→ Texto do documento:
────────────────────
A maior plantação legal de maconha de toda a América Latina não está no Uruguai, no México e nem no Peru, mas em uma zona rural do sul do Chile, perto da cordilheira dos Andes, onde o primeiro cultivo da planta para uso medicinal será colhido em março.
O Chile tem fama de costumes conservadores, pois o divórcio era ilegal até 2004 e o aborto continua sendo proibido em qualquer circunstância, incluindo em casos de estupro, má-formação congênita do feto e risco de vida para a mãe. No entanto, foi o primeiro país da América Latina a cultivar plantas de maconha para uso medicinal, com um projeto que começou no município de La Florida, em 2014, para abastecer 200 pacientes com câncer.
"Embora as pessoas não acreditem, o Chile é pioneiro no cultivo de maconha medicinal", explicou à Agência Efe Ana María Gazmuri, presidente da Fundação Daya, organização para a promoção e pesquisa de tratamentos alternativos.
Desde dezembro do ano passado, o país dispõe de uma legislação que autoriza a elaboração e venda de remédios derivados da planta, norma que também foi adotada recentemente por países como Porto Rico e Colômbia.
────────────────────
→ Dados de entrada:
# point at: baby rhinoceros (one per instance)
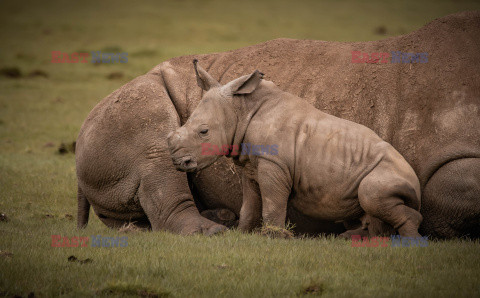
────────────────────
→ O que se espera:
Segundo o texto sobre maconha medicinal no Chile, quantos pacientes com câncer o projeto iniciado em La Florida em 2014 deveria abastecer? Por favor, use somente o texto sobre maconha medicinal no Chile.

→ Resposta do exercício:
200 pacientes com câncer.